─── Dataset ───
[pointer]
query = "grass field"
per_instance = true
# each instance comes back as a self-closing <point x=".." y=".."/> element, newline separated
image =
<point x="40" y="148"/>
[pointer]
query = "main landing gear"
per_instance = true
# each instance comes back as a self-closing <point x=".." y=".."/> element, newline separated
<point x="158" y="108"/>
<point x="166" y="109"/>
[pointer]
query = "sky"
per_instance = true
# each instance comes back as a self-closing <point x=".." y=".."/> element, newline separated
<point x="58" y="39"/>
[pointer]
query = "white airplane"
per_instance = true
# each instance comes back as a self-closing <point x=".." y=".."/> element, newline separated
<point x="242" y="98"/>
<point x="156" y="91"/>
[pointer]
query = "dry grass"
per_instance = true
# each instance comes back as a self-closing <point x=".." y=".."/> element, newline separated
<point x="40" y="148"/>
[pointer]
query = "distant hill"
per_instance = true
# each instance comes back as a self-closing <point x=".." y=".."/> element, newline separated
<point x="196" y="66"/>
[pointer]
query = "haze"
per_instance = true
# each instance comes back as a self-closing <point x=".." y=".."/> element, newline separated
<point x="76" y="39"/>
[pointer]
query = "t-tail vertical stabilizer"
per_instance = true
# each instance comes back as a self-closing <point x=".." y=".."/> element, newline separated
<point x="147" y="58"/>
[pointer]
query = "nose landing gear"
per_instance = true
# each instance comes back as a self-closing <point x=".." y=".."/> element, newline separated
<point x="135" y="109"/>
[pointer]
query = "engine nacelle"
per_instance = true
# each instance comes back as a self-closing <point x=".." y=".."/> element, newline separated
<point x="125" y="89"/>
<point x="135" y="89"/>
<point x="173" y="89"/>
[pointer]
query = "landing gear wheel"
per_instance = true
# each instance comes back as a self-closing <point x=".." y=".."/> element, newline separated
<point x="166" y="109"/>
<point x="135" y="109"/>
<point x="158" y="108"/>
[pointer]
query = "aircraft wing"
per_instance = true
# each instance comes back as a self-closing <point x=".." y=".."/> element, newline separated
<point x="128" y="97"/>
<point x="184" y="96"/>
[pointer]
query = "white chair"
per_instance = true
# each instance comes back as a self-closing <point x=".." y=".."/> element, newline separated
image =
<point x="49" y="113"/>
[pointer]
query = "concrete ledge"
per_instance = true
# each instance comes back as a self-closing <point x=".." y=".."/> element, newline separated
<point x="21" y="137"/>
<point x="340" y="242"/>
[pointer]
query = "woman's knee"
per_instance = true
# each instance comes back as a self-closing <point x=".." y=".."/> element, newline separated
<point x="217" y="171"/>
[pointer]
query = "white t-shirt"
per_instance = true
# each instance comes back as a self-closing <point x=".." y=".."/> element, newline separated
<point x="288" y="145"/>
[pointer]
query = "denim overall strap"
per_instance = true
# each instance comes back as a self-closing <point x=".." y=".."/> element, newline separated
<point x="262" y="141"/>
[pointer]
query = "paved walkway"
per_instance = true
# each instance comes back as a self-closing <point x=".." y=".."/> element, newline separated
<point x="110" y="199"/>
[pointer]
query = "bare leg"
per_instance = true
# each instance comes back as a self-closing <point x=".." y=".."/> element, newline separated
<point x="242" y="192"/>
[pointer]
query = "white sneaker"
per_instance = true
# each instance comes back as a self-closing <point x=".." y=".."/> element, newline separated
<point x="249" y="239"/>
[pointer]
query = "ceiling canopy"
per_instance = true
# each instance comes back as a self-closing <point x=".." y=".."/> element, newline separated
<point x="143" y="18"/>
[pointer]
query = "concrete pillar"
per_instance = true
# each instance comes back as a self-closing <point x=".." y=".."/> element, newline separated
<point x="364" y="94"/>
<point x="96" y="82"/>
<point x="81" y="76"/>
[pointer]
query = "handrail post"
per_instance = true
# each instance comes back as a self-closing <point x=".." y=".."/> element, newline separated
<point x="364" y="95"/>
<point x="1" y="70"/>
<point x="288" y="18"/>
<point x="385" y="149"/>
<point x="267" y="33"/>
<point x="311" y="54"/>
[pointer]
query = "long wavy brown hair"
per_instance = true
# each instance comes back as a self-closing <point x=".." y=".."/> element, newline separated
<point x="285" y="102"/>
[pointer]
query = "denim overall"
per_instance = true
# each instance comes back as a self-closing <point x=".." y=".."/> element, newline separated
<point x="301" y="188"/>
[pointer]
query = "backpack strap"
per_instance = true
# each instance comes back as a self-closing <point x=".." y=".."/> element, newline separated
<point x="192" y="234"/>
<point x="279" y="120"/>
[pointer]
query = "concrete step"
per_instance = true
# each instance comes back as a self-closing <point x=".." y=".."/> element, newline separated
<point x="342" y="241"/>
───
Using the listing above, retype each line exactly.

[pointer]
query = "grass field"
per_instance = true
# each instance comes back as a self-closing <point x=".." y=".."/> element, newline separated
image =
<point x="40" y="148"/>
[pointer]
query = "main landing gear"
per_instance = true
# each instance comes back as a self-closing <point x=".." y=".."/> element, newline separated
<point x="158" y="108"/>
<point x="166" y="109"/>
[pointer]
query = "sky"
per_instance = true
# each instance comes back as a self-closing <point x=".." y=".."/> element, newline separated
<point x="58" y="39"/>
[pointer]
query = "white airplane"
per_instance = true
# each instance comes back as a self-closing <point x=".." y=".."/> element, newline separated
<point x="242" y="98"/>
<point x="156" y="91"/>
[pointer]
query = "dry grass"
per_instance = true
# each instance comes back as a self-closing <point x=".." y=".."/> element, newline separated
<point x="40" y="148"/>
[pointer]
query = "distant hill"
per_instance = true
# each instance comes back as a self-closing <point x=".." y=".."/> element, newline separated
<point x="196" y="66"/>
[pointer]
query = "haze"
per_instance = true
# each instance comes back as a self-closing <point x=".." y=".."/> element, newline separated
<point x="76" y="39"/>
[pointer]
query = "t-tail vertical stabilizer"
per_instance = true
# each instance comes back as a self-closing <point x=".." y=".."/> element, newline separated
<point x="147" y="58"/>
[pointer]
query = "nose landing gear"
per_instance = true
# each instance comes back as a self-closing <point x=".." y=".."/> element, newline separated
<point x="135" y="109"/>
[pointer]
query = "engine nacelle"
per_instance = true
# each instance comes back as a self-closing <point x=".." y=".."/> element, newline separated
<point x="125" y="89"/>
<point x="135" y="89"/>
<point x="173" y="89"/>
[pointer]
query = "landing gear wheel"
per_instance = true
# each instance comes back as a self-closing <point x=".." y=".."/> element, newline separated
<point x="166" y="109"/>
<point x="135" y="109"/>
<point x="158" y="108"/>
[pointer]
query = "aircraft wing"
per_instance = true
# each instance comes back as a self-closing <point x=".." y=".."/> element, newline separated
<point x="128" y="97"/>
<point x="184" y="96"/>
[pointer]
query = "white chair"
per_instance = true
# each instance comes back as a self-closing <point x=".." y=".."/> element, newline separated
image =
<point x="49" y="113"/>
[pointer]
query = "concrete ledge"
per_instance = true
# each instance comes back as a self-closing <point x=".." y=".."/> element, newline separated
<point x="21" y="137"/>
<point x="340" y="242"/>
[pointer]
query = "woman's knee"
per_instance = true
# each instance comes back as a self-closing <point x=".." y=".."/> element, newline separated
<point x="217" y="171"/>
[pointer]
query = "white t-shirt"
per_instance = true
# each instance comes back as a self-closing <point x=".." y=".."/> element, newline separated
<point x="288" y="145"/>
[pointer]
query = "denim overall strap"
per_instance = true
# each instance comes back as a self-closing <point x=".." y=".."/> element, newline separated
<point x="262" y="141"/>
[pointer]
query = "paved walkway"
per_instance = true
# each instance comes back as a self-closing <point x=".." y=".."/> element, newline separated
<point x="110" y="199"/>
[pointer]
query = "bare leg"
per_instance = true
# each instance comes back as a self-closing <point x=".." y=".."/> element, newline separated
<point x="242" y="192"/>
[pointer]
query = "white sneaker"
per_instance = true
# each instance comes back as a self-closing <point x=".." y=".."/> element, newline separated
<point x="249" y="239"/>
[pointer]
query = "ceiling canopy"
per_instance = true
# each instance comes back as a self-closing <point x=".." y=".."/> element, newline separated
<point x="143" y="18"/>
[pointer]
query = "concrete pillar"
per_instance = true
# each instance comes back as a self-closing <point x=".." y=".."/> element, newline separated
<point x="364" y="94"/>
<point x="96" y="82"/>
<point x="81" y="76"/>
[pointer]
query = "handrail post"
per_instance = true
# each instance comes back as a self-closing <point x=".." y=".."/> element, newline separated
<point x="364" y="95"/>
<point x="1" y="70"/>
<point x="288" y="18"/>
<point x="385" y="149"/>
<point x="267" y="33"/>
<point x="311" y="54"/>
[pointer]
query = "long wavy brown hair"
per_instance = true
# each instance comes back as a self-closing <point x=".." y=".."/> element, newline separated
<point x="285" y="102"/>
[pointer]
query = "denim overall"
per_instance = true
# each instance comes back as a self-closing <point x=".." y=".."/> element, newline separated
<point x="301" y="188"/>
[pointer]
query = "backpack strap"
per_instance = true
# each instance comes back as a self-closing <point x=".." y=".."/> element, newline separated
<point x="192" y="234"/>
<point x="279" y="120"/>
[pointer]
query = "concrete step"
per_instance = true
# each instance comes back as a self-closing <point x=".." y=".."/> element, newline separated
<point x="342" y="241"/>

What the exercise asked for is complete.